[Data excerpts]
::::

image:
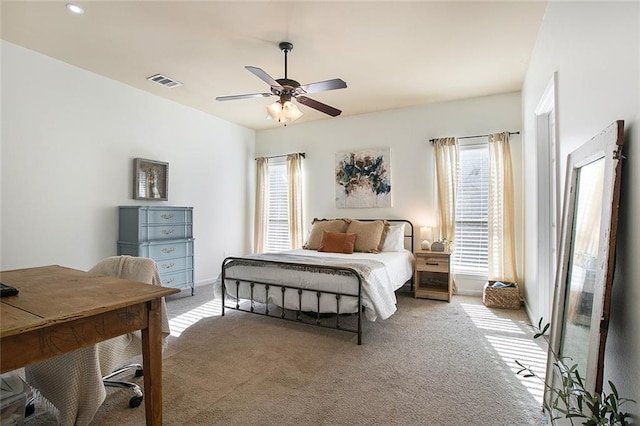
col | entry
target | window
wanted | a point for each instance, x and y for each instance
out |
(471, 228)
(278, 218)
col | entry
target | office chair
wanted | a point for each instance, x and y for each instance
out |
(116, 350)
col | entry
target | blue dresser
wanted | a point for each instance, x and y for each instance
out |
(164, 234)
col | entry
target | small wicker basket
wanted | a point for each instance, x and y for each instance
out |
(501, 297)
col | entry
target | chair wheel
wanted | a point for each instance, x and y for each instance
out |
(135, 401)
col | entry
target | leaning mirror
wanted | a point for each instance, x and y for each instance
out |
(587, 255)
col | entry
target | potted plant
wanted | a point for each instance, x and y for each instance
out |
(571, 400)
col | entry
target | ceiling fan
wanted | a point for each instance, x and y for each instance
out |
(286, 89)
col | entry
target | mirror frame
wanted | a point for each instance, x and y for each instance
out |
(608, 146)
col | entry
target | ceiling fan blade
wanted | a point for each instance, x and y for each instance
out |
(258, 72)
(250, 95)
(321, 86)
(312, 103)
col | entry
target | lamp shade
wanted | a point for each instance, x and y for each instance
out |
(425, 235)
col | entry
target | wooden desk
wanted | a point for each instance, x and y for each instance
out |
(60, 309)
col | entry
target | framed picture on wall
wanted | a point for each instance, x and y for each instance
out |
(363, 178)
(150, 180)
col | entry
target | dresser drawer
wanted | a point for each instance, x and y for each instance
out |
(181, 279)
(168, 250)
(166, 232)
(170, 216)
(157, 250)
(142, 224)
(174, 265)
(432, 264)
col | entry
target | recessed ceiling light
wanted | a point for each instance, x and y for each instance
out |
(74, 8)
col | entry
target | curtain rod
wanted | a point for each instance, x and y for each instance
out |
(476, 136)
(302, 154)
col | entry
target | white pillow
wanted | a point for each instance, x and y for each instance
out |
(394, 240)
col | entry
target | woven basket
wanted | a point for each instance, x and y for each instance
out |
(501, 297)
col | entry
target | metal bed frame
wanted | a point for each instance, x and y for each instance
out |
(297, 315)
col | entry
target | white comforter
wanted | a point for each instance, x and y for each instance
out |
(382, 274)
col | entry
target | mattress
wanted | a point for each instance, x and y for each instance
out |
(311, 271)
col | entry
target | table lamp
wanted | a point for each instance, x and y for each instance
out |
(425, 235)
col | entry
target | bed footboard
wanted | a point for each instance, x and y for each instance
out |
(284, 300)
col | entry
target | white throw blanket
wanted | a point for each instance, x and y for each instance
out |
(72, 382)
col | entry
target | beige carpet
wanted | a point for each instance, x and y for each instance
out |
(431, 363)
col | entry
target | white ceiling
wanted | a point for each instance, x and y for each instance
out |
(391, 54)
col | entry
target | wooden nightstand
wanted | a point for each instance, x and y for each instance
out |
(432, 276)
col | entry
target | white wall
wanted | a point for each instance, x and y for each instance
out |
(406, 131)
(68, 142)
(595, 49)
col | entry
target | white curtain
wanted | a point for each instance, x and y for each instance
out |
(446, 155)
(294, 180)
(502, 264)
(262, 205)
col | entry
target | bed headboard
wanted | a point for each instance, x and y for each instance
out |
(408, 230)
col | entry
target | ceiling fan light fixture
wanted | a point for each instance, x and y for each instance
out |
(284, 111)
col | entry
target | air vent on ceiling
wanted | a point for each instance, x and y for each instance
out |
(164, 81)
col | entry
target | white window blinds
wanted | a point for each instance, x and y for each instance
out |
(278, 223)
(471, 242)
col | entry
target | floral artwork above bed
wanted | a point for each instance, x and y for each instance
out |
(363, 178)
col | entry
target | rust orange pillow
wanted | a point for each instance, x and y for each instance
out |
(337, 242)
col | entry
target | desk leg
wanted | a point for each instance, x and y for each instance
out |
(152, 364)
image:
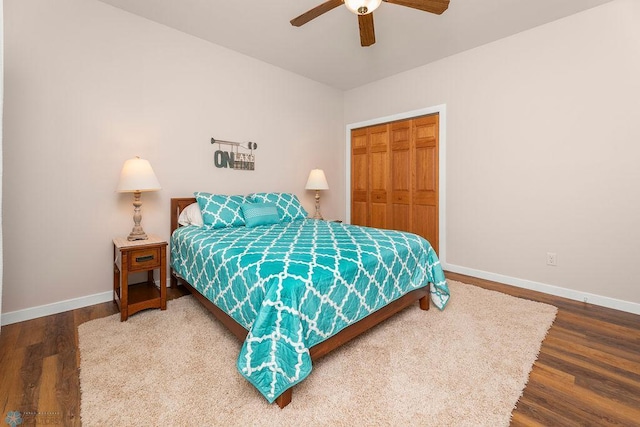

::::

• What the task asks: The lines above that hold the string "pillow" are to be located and copied.

• Written response:
target | white pillow
target | rust orange pillow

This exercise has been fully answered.